Source document —
How To Hustle: 10 Habits Of Highly Successful Hustlers

Massive success is reserved for confident people who take action swiftly and decisively. Or, as Abraham Lincoln put it, “Things may come to those who wait, but only the things left by those who hustle.” If you’d like to be more successful, I invite you to discover how to hustle with these ten habits of highly successful hustlers.

1. Help People

Highly effective hustlers don’t fall into the trap of seeing potential customers as people who can be coerced, deceived, manipulated or ripped off. While these strategies could prove to be profitable in the short-term, they are doomed for failure in the long-term. Because, believe it or not, people aren’t happy when they discover they have been lied to. Highly effective hustlers know the way to build a sustainable business is by caring, helping, providing value and offering innovative solutions to customers’ problems that are more relevant and/or helpful than anything else on the market.

Requirement A —
Extract the stretch of the article on hustling from "Massive success is" through "highly successful hustlers.".
Requirement B —
Copy the stretch of the entries from their first line through the line containing "box: [34, 52, 56, 99]", with both ends included.
The entries that follow are unrelated to the article on hustling.

Exercise data —
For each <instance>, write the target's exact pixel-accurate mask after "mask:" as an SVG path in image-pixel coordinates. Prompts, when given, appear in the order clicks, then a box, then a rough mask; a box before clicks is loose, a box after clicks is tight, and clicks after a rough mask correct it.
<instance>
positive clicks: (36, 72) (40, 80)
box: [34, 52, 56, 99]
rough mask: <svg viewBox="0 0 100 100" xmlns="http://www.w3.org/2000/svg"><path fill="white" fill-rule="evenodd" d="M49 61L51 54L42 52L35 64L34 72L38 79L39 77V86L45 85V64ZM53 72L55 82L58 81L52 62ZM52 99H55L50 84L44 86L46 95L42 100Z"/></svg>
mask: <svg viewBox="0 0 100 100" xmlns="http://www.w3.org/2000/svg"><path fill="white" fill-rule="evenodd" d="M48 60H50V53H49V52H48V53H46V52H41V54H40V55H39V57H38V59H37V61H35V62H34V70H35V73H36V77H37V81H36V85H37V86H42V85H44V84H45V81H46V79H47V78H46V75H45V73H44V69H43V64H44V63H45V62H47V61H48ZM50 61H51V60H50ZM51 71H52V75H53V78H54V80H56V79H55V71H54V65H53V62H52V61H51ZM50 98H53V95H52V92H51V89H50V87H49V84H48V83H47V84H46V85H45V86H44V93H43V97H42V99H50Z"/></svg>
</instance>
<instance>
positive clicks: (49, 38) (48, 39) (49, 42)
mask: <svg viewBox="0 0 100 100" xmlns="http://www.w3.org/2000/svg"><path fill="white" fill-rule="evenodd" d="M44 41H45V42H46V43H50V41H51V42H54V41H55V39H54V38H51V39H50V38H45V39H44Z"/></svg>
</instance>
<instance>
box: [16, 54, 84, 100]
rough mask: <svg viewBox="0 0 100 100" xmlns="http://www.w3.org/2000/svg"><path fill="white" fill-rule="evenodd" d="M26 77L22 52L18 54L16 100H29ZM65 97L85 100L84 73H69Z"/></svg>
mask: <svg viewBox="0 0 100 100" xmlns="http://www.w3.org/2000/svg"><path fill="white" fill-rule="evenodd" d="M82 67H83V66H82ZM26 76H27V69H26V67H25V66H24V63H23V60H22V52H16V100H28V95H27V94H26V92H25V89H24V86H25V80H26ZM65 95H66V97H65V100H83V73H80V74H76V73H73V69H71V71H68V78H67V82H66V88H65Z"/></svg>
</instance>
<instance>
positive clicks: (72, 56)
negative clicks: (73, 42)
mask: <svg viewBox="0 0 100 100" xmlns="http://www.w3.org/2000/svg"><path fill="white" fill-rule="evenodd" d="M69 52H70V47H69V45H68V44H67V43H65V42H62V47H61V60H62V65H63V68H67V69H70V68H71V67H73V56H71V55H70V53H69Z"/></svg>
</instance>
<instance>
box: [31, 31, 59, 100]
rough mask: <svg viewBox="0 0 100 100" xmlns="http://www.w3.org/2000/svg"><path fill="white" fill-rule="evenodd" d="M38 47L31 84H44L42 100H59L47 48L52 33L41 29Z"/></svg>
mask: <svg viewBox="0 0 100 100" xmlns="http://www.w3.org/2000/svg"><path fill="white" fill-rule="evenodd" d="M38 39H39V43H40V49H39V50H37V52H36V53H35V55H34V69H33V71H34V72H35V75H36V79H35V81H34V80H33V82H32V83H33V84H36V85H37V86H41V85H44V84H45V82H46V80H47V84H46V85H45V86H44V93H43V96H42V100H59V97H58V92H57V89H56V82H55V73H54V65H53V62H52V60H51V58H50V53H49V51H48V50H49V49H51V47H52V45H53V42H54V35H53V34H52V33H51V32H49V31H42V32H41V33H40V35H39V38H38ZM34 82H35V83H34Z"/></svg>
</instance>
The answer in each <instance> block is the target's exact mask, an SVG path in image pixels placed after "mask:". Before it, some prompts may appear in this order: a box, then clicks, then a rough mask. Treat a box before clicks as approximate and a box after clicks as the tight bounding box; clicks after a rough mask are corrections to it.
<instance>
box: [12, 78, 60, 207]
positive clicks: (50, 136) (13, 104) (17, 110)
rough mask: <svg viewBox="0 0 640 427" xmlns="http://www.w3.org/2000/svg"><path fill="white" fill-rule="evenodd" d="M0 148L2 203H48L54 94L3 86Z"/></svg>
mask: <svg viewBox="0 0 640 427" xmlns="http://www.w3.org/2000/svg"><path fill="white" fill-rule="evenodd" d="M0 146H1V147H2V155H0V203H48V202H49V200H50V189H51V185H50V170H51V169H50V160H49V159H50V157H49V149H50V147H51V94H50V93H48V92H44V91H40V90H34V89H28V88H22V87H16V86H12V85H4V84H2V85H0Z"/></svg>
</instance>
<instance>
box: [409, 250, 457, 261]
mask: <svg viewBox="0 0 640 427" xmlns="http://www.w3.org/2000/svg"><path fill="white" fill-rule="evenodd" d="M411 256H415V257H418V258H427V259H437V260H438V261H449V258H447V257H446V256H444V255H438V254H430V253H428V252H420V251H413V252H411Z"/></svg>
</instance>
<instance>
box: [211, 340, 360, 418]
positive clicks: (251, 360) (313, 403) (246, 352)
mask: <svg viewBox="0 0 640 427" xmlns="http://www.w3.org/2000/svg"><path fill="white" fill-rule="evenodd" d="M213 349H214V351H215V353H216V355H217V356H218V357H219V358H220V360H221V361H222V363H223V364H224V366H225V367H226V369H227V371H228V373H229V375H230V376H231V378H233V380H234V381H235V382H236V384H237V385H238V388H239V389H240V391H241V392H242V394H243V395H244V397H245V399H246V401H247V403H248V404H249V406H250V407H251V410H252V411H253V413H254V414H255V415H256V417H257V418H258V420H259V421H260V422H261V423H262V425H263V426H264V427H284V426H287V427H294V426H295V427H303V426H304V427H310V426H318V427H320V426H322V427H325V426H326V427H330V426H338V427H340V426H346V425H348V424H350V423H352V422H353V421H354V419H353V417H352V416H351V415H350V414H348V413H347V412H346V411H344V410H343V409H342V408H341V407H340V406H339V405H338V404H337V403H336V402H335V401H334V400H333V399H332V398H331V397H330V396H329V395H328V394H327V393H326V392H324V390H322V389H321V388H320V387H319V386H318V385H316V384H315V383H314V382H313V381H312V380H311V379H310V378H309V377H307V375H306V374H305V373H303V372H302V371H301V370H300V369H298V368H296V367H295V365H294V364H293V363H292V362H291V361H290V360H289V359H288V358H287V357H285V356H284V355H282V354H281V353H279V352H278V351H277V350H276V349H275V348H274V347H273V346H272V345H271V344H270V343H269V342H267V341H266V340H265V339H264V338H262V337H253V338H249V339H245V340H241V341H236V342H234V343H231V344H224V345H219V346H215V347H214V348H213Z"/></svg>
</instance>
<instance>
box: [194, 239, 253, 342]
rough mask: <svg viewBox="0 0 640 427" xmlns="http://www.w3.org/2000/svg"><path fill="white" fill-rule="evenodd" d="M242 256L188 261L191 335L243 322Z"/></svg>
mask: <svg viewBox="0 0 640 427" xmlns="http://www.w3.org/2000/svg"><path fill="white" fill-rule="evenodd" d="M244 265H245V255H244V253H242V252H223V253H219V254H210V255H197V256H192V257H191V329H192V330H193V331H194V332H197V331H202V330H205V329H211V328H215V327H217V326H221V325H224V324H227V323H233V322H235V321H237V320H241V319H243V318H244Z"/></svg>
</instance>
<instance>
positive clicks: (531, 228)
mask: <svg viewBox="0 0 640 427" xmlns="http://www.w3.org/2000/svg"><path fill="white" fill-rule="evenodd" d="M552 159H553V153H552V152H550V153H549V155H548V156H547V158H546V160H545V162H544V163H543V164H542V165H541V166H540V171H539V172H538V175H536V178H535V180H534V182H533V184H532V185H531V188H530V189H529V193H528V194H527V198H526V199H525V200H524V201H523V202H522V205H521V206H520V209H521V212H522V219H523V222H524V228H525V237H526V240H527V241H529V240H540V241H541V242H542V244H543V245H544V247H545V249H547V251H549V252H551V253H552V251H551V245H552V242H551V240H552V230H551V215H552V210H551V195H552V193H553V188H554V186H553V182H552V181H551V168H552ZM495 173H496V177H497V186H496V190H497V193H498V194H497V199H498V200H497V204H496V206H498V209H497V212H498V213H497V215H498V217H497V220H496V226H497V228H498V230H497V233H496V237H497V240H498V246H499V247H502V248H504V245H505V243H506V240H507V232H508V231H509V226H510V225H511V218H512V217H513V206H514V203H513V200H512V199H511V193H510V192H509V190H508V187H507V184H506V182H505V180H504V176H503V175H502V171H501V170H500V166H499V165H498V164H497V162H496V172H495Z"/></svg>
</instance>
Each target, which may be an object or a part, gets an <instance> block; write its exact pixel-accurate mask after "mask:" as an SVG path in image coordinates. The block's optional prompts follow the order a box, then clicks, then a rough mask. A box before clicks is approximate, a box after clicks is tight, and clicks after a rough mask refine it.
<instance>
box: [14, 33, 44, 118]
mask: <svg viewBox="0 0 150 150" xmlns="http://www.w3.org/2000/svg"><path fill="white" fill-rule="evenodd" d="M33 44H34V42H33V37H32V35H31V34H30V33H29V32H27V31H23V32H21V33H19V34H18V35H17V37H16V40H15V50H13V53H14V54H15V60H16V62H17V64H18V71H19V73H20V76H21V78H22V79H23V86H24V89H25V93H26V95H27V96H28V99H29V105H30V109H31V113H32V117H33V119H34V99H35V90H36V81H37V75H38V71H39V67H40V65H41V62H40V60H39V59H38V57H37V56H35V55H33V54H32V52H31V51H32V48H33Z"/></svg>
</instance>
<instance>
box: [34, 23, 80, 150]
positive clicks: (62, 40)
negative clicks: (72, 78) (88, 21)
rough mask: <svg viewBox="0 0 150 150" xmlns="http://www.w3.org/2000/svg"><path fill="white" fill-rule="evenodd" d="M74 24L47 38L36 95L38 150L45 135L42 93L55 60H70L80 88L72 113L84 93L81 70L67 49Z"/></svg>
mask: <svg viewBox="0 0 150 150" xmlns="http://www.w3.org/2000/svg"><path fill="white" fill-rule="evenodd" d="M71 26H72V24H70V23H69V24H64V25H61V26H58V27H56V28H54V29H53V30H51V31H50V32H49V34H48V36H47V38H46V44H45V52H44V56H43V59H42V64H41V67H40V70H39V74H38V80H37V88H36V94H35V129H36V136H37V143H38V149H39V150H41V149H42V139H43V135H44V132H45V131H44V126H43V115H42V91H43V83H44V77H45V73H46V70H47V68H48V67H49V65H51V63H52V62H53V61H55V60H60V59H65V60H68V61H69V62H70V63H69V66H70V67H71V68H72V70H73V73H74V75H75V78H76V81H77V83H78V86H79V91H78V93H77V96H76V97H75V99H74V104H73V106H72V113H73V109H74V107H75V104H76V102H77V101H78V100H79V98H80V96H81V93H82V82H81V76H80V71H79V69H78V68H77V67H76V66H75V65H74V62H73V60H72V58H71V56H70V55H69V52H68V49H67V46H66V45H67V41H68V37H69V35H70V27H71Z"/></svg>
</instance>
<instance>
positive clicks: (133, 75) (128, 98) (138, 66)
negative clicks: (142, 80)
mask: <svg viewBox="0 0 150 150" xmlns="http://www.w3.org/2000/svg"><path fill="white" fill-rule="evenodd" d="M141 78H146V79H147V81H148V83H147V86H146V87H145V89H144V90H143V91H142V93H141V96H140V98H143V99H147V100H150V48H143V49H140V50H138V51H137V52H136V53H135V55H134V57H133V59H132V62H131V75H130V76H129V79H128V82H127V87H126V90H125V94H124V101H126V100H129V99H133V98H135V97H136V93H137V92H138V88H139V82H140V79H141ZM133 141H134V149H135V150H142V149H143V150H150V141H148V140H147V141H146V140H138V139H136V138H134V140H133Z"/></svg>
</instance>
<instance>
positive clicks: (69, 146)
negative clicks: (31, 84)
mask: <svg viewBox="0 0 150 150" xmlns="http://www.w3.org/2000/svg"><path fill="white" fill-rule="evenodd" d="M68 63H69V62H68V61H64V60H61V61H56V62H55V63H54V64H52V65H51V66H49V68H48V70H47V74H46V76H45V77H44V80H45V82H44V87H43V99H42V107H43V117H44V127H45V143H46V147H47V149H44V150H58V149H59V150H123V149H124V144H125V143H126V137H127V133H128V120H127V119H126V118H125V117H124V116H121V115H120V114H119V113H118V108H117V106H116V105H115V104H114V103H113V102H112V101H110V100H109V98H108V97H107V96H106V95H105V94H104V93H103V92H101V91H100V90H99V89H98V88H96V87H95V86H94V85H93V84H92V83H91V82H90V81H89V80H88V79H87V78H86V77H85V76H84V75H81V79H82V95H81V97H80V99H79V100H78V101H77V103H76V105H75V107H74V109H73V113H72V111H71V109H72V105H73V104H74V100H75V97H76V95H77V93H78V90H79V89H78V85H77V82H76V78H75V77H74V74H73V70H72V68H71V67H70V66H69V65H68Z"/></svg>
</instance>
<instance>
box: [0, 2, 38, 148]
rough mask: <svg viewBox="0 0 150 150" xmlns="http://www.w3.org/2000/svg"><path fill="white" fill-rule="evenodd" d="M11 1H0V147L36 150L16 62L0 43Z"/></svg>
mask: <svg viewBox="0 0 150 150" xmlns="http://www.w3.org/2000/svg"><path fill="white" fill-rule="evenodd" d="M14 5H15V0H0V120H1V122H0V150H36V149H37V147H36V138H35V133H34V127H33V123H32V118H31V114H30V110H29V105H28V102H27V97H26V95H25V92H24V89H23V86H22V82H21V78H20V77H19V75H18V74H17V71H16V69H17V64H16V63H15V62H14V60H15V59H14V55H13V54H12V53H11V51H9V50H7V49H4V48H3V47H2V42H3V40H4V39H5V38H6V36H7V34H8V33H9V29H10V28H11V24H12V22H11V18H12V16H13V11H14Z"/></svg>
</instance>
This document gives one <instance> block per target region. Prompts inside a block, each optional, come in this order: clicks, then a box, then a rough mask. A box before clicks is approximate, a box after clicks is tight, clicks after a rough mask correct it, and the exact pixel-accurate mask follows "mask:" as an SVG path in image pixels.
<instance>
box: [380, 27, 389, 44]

Task answer A —
Massive success is reserved for confident people who take action swiftly and decisively. Or, as Abraham Lincoln put it, “Things may come to those who wait, but only the things left by those who hustle.” If you’d like to be more successful, I invite you to discover how to hustle with these ten habits of highly successful hustlers.

Task answer B —
For each <instance>, write the target's exact pixel-accurate mask after "mask:" as an SVG path in image-pixel coordinates. Prompts, when given, appear in the order clicks, then a box, then a rough mask; a box before clicks is loose, a box after clicks is tight, and clicks after a rough mask correct it.
<instance>
positive clicks: (36, 72) (40, 80)
box: [34, 52, 56, 99]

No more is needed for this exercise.